> _SUPPLIED PASSAGE_
────────────────────
Unsupported solvers

Unsupported solvers will be made available if they are detected on your system, but their performance is not guaranteed as they are not part of continuous integration (typically because they are not open source).

PDHCG

Solver interface for PDHCG.

PDHCG (Primal-Dual Hybrid Conjugate Gradient) is a high-performance, GPU-accelerated solver designed for large-scale convex Quadratic Programming (QP). It is particularly efficient for huge-scale problems by fully leveraging NVIDIA CUDA architectures.

Note

To use this solver, you need an NVIDIA GPU and the pdhcg package installed via pip install pdhcg. For advanced installation (e.g., custom CUDA paths), please refer to the official PDHCG-II repository.

References

qpsolvers.solvers.pdhcg_.pdhcg_solve_problem(problem, initvals=None, verbose=False, **kwargs)

Solve a quadratic program using PDHCG.

The quadratic program is defined as:

\[\begin{split}\begin{split}\begin{array}{ll} \underset{x}{\mbox{minimize}} & \frac{1}{2} x^T P x + q^T x \\ \mbox{subject to} & G x \leq h \\ & A x = b \\ & lb \leq x \leq ub \end{array}\end{split}\end{split}\]
Parameters:

  • problem (Problem) – Quadratic program to solve.
────────────────────
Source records

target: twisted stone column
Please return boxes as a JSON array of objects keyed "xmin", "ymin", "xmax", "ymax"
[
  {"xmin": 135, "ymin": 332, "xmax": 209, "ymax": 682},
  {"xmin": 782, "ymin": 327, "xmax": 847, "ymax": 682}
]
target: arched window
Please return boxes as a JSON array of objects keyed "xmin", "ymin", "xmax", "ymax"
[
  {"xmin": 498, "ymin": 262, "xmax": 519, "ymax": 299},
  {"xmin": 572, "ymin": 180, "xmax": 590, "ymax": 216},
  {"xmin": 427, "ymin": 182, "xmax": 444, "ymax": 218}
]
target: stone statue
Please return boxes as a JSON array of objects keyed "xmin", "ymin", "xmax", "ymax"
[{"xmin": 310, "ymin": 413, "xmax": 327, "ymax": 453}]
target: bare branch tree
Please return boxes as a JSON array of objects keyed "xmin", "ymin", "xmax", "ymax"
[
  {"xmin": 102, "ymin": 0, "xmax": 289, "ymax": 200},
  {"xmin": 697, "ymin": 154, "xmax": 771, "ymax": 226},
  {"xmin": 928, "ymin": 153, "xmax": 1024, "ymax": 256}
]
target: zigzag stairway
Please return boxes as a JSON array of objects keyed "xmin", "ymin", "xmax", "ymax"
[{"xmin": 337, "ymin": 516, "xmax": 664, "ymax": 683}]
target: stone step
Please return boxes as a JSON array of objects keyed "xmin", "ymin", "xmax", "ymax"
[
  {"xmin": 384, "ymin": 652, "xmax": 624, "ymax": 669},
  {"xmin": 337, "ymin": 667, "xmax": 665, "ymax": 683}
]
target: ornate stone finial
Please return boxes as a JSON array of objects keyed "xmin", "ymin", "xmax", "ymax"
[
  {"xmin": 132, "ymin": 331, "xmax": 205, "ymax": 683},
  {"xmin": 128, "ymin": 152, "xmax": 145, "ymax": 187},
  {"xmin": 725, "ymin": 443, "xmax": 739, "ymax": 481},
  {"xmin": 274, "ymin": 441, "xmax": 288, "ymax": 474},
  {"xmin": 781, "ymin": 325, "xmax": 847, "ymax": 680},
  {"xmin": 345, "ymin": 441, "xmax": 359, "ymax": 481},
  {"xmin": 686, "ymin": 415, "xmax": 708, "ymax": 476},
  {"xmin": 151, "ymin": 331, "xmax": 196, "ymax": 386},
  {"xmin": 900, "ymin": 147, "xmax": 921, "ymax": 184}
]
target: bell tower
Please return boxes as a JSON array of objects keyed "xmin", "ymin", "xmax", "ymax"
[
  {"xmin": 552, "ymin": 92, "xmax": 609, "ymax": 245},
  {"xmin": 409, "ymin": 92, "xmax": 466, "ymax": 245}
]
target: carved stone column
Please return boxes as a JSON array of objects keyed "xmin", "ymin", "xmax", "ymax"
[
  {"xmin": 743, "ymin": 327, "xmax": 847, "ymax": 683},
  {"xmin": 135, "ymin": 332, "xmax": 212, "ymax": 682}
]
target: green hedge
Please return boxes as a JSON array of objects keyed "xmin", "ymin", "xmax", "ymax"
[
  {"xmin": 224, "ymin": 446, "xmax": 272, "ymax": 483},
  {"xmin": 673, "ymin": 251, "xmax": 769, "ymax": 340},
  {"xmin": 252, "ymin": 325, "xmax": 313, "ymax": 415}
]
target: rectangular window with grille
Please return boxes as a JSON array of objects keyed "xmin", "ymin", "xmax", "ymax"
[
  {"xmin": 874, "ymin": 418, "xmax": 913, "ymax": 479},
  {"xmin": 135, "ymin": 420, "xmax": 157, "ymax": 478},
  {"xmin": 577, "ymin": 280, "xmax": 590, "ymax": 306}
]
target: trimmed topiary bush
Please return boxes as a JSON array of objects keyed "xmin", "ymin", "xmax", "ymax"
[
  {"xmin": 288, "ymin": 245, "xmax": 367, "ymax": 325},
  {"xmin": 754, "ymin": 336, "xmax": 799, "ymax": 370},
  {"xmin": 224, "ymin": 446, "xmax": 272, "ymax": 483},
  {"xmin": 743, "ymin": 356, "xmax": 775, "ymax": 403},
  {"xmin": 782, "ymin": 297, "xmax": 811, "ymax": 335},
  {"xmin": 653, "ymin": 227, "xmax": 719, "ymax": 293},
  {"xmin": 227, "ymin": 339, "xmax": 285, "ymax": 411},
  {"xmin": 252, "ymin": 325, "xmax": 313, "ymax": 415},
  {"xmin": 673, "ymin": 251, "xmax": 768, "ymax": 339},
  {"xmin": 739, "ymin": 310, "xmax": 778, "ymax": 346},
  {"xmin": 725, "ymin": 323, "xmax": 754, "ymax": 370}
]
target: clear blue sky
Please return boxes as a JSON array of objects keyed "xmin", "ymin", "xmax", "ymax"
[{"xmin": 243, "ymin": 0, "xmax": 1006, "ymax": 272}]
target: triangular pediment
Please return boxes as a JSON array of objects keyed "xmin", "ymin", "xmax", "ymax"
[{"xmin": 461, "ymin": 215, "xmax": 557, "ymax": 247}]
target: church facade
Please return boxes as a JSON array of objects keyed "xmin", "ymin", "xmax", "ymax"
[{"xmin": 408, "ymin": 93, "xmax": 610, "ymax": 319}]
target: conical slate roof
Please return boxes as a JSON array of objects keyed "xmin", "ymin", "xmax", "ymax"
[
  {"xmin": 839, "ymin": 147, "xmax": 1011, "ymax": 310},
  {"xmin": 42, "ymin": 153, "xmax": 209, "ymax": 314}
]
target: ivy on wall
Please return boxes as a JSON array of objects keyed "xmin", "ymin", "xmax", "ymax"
────────────────────
> _ACTIONS TO TAKE_
[a] Using the solver documentation, state whether each statement agrees with it: (i) PDHCG is designed for large-scale convex Quadratic Programming; (ii) unsupported solvers are part of continuous integration; (iii) the pdhcg package is installed through conda. Answer yes or no for each and quote the deciding words.
[b] Swap "NVIDIA" for "AMD" throughout the solver documentation, and write out everything from "Solver interface for" down to "official PDHCG-II repository." with that change.

> _EXERCISE ANSWERS_
[a]
(i) Yes: "designed for large-scale convex Quadratic Programming (QP)"
(ii) No: "they are not part of continuous integration"
(iii) No: "the pdhcg package installed via pip install pdhcg"

[b]
Solver interface for PDHCG.

PDHCG (Primal-Dual Hybrid Conjugate Gradient) is a high-performance, GPU-accelerated solver designed for large-scale convex Quadratic Programming (QP). It is particularly efficient for huge-scale problems by fully leveraging AMD CUDA architectures.

Note

To use this solver, you need an AMD GPU and the pdhcg package installed via pip install pdhcg. For advanced installation (e.g., custom CUDA paths), please refer to the official PDHCG-II repository.